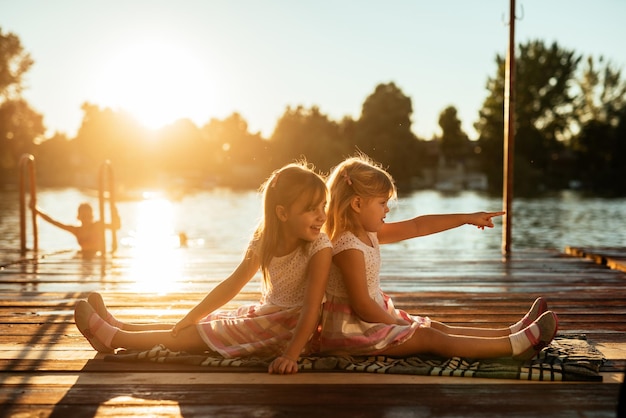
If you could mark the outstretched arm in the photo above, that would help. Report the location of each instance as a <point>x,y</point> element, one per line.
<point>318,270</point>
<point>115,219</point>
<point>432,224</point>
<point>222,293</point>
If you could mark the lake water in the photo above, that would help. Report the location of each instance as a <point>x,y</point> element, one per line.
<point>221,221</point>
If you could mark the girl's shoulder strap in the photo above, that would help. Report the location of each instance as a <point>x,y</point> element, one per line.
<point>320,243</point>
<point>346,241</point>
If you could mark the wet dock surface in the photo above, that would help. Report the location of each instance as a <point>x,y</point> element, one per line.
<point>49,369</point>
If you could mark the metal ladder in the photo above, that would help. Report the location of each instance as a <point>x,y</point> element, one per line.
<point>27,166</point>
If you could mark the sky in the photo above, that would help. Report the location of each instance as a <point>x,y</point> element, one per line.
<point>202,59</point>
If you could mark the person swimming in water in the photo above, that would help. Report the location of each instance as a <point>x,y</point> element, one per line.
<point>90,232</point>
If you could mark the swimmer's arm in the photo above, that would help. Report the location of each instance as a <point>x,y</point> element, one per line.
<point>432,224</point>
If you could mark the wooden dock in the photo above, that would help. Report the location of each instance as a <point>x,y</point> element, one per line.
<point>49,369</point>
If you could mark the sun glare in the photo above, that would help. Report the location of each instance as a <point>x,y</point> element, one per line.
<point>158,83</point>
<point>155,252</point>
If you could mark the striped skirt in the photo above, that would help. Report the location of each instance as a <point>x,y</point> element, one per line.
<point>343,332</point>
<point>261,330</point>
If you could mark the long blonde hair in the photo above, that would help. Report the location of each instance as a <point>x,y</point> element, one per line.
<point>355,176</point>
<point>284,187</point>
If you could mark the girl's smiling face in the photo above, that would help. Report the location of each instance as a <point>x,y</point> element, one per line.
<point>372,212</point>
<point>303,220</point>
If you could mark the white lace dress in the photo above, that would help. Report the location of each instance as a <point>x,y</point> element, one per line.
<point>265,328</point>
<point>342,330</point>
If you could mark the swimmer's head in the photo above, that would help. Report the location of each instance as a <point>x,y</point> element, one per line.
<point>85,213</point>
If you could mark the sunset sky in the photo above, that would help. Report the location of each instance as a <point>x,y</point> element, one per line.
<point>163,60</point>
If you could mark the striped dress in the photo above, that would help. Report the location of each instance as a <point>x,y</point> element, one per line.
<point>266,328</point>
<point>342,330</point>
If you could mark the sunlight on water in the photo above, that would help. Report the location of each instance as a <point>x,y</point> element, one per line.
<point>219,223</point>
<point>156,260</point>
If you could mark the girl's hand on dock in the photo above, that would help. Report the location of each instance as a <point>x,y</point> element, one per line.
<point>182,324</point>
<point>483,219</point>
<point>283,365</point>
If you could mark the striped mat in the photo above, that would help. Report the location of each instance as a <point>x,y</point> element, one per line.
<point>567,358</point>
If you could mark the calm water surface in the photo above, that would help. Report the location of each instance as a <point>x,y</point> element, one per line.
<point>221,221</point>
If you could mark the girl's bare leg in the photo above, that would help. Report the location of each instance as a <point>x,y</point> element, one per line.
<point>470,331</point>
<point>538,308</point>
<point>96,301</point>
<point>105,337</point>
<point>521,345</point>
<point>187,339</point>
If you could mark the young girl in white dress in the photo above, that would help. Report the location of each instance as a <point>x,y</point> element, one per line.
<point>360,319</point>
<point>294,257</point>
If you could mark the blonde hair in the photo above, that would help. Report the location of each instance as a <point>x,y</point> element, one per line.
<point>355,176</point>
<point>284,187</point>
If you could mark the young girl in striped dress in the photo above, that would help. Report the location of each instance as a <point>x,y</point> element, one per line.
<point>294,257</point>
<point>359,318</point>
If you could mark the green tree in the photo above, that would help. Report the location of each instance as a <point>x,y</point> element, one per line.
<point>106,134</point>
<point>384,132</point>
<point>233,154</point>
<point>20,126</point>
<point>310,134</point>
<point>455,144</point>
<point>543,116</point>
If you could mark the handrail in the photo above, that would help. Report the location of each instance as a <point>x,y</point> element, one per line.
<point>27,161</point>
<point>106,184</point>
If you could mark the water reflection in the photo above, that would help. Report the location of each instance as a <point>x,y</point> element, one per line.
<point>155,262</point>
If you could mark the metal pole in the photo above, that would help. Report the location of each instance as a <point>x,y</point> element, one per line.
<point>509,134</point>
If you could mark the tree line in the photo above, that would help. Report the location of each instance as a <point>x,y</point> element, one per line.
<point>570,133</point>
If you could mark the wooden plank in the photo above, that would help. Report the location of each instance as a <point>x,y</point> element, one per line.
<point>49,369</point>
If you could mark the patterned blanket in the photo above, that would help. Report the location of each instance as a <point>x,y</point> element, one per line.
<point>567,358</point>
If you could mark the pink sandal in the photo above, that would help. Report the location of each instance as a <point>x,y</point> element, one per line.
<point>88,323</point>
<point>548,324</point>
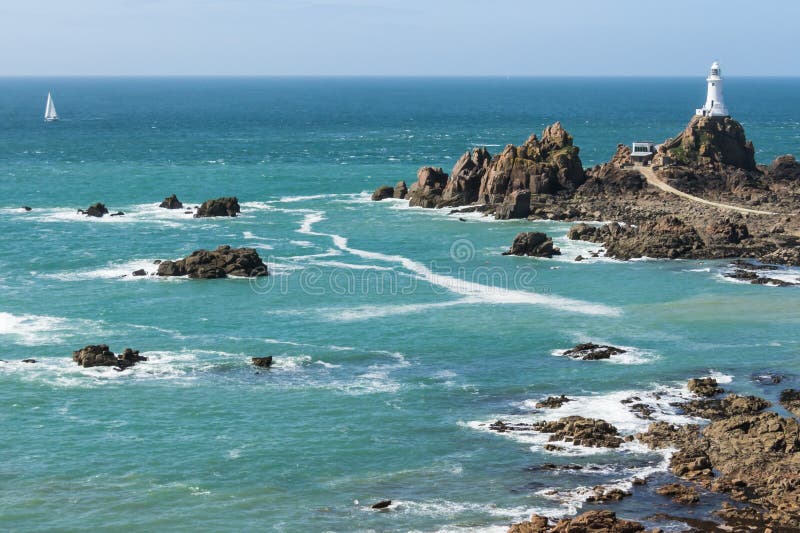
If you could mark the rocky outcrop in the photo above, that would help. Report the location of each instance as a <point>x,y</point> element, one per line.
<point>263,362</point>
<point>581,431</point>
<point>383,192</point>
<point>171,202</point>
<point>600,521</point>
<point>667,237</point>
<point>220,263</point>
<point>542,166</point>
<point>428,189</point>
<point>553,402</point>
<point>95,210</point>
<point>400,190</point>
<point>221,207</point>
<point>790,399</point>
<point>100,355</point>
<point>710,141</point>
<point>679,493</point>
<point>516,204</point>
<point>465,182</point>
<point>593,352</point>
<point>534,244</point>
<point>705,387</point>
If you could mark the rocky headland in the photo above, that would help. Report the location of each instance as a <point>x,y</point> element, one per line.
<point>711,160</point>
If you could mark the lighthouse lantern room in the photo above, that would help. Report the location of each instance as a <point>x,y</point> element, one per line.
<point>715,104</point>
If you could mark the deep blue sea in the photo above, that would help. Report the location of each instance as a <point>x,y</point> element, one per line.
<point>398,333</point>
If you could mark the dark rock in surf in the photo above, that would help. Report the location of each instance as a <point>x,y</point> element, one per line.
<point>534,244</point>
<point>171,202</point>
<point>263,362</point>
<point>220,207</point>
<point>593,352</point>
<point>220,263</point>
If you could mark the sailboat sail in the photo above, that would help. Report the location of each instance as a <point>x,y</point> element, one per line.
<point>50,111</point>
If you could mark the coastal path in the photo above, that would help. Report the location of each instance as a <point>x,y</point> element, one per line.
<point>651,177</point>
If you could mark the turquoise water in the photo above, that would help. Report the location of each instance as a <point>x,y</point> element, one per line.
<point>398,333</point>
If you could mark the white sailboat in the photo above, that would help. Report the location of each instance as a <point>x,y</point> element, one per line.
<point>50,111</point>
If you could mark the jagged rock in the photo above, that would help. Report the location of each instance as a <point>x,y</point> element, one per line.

-- -- --

WHAT IS EXPECTED: The records above must be returned exactly, with each picture omitted.

EXERCISE OUTPUT:
If you could mark the outstretched arm in the photo above, that would help. Report the location of each instance as a <point>x,y</point> element, one per line.
<point>318,270</point>
<point>115,219</point>
<point>432,224</point>
<point>222,293</point>
If you could mark the lake water in the photo above, that would help. Report the location of each instance as a <point>x,y</point> element, one per line.
<point>221,221</point>
If you could mark the girl's shoulder strap in the photo above, that would help. Report the location of each instance as a <point>x,y</point> element, one per line.
<point>320,243</point>
<point>346,241</point>
If you could mark the wet dock surface in the photo above, that would help. Report the location of each instance as a <point>x,y</point> element, one per line.
<point>49,369</point>
If you could mark the metal ladder in the photo above, that would help. Report the location of each instance as a <point>x,y</point> element, one per line.
<point>27,166</point>
If you could mark the sky in the photo above, that would help. Report the location of each instance as a <point>x,y</point> element, one per line.
<point>202,59</point>
If you could mark the person swimming in water in the photo above, that would help. Report the location of each instance as a <point>x,y</point> element, one per line.
<point>90,232</point>
If you could mark the swimmer's arm in the photo above, that would help. Report the location of each instance as a <point>x,y</point> element, one per line.
<point>432,224</point>
If you could mark the wooden dock in the photo above, that would help. Report the location of each instance as a <point>x,y</point> element, one per line.
<point>49,369</point>
If you could mark the sun glare in the photo above, that would help. Report the location of each instance as a <point>x,y</point> element, one per line.
<point>158,83</point>
<point>155,252</point>
If you could mark the striped skirt in the photo above, that would help. Report the location of each instance as a <point>x,y</point> element, one per line.
<point>343,332</point>
<point>261,330</point>
If you could mark the long blonde hair in the photo above, that would help. Report the location of each instance as a <point>x,y</point> element, one per line.
<point>355,176</point>
<point>284,187</point>
If you could mark the girl's smiling face in the photo above, that would help. Report the location of each instance as a <point>x,y</point> element, one per line.
<point>372,212</point>
<point>303,220</point>
If you could mark the white lace dress in the photo above, that would help. Report the location of each instance as a <point>x,y</point> element, one per line.
<point>265,328</point>
<point>342,330</point>
If you could mark the swimmer's head in the photo above, that would help. Report the location of each instance as a <point>x,y</point> element, one per line.
<point>85,213</point>
If you could mark the sunset sky in the photo above, that would help. Report the location of each instance as a <point>x,y</point> element, one per line.
<point>163,60</point>
If you could mark the striped dress in the photo above, that would help. Report the location of each instance as a <point>x,y</point> element, one per line.
<point>266,328</point>
<point>342,330</point>
If you could mark the sunlight on water in the photo above, that would help. Report the location of each instance as a <point>x,y</point> element, one per line.
<point>219,223</point>
<point>156,260</point>
If you could mark the girl's hand on dock in the photo above, that would help. Report the location of each instance as a <point>x,y</point> element, one per line.
<point>182,324</point>
<point>483,219</point>
<point>283,365</point>
If you could mark the striped mat in the photo above, that would help. Report the location of each instance as a <point>x,y</point> element, one per line.
<point>567,358</point>
If you could mark the calm water surface in the photo above, that would help. Report the location of each instance as a <point>x,y</point> element, one per line.
<point>221,221</point>
If you could mark the girl's bare leg in the photo above, that would help. Report the location of each instance as a <point>x,y</point> element, one per line.
<point>470,331</point>
<point>538,308</point>
<point>96,301</point>
<point>105,337</point>
<point>521,345</point>
<point>187,339</point>
If you could mark the young girl in white dress in the photo above, that would help. Report the location of each instance as a <point>x,y</point> element, one per line.
<point>360,319</point>
<point>294,257</point>
If you could mark the blonde hair in the photo above, that would help. Report the location of each instance as a <point>x,y</point> element, one per line.
<point>355,176</point>
<point>284,187</point>
If you could mark the young girl in striped dress in the photo above, that would help. Report the location of each instance as a <point>x,y</point> element, one per line.
<point>294,257</point>
<point>359,318</point>
If you could mark the green tree in the photo above, that would help. Report the location of each instance as a <point>x,y</point> element, one per line.
<point>106,134</point>
<point>384,132</point>
<point>233,154</point>
<point>20,126</point>
<point>310,134</point>
<point>455,144</point>
<point>543,116</point>
If you could mark the handrail in the photo above, that would help. Report the location of each instance as a <point>x,y</point> element, one per line.
<point>27,161</point>
<point>106,184</point>
If you could mark the water reflection in the photo above, that would help. Report the location of each instance as a <point>x,y</point> element, one per line.
<point>155,262</point>
If you could mark the metal pole in the photo above, that would help. Report the location of each instance as a <point>x,y</point> element, one per line.
<point>509,134</point>
If you could mark the tree line in the photo above, that would help. Report the location of each instance as a <point>x,y</point> element, one per line.
<point>570,133</point>
If you could mark the wooden plank in the photo above, that would help. Report the location of each instance as a <point>x,y</point> element, one per line.
<point>49,369</point>
If you could mark the patterned blanket in the photo above, that would help. Report the location of each instance as a <point>x,y</point> element, one per line.
<point>567,358</point>
If you could mark the pink sandal in the photo above, that would help. Report the location of each instance as a <point>x,y</point> element, one per line.
<point>88,323</point>
<point>548,324</point>
If you could mark the rocky outcrop in the photo above, that would help. Report the location of each instance as a <point>x,y</point> element, one per line.
<point>263,362</point>
<point>581,431</point>
<point>383,192</point>
<point>171,202</point>
<point>600,521</point>
<point>667,237</point>
<point>220,263</point>
<point>542,166</point>
<point>428,189</point>
<point>553,402</point>
<point>95,210</point>
<point>400,190</point>
<point>221,207</point>
<point>790,399</point>
<point>100,355</point>
<point>710,141</point>
<point>679,493</point>
<point>516,204</point>
<point>465,182</point>
<point>593,352</point>
<point>534,244</point>
<point>705,387</point>
If you could mark the rocky headland in the photo above, that would help. Report the location of each instance as a <point>x,y</point> element, one per line.
<point>711,160</point>
If you could mark the lighthouse lantern room in the photo above, that would help. Report the location of each instance as a <point>x,y</point> element, one per line.
<point>715,104</point>
If you could mark the deep blue sea in the photo above, that would help. Report the location of each instance as a <point>x,y</point> element, one per line.
<point>398,333</point>
If you could mark the dark rock in surf in the photo above, that would help. Report the location of each instance as a <point>x,y</point> element, one per line.
<point>534,244</point>
<point>171,202</point>
<point>263,362</point>
<point>220,207</point>
<point>593,352</point>
<point>220,263</point>
If you could mark the sailboat sail in the photo above, that would help. Report the location of each instance as a <point>x,y</point> element, one per line.
<point>50,111</point>
If you could mark the coastal path in the photo above, that would help. Report the location of each instance as a <point>x,y</point> element, one per line.
<point>651,177</point>
If you could mark the turquoise water in the photo above, that would help. Report the location of each instance as a <point>x,y</point> element, one per line.
<point>398,333</point>
If you could mark the white sailboat in the photo above, that would help. Report the location of each instance as a <point>x,y</point> element, one per line.
<point>50,111</point>
If you could mark the jagged rock in the photo above, that would help. Report the location of each instance as a <point>x,y</point> element, one per line.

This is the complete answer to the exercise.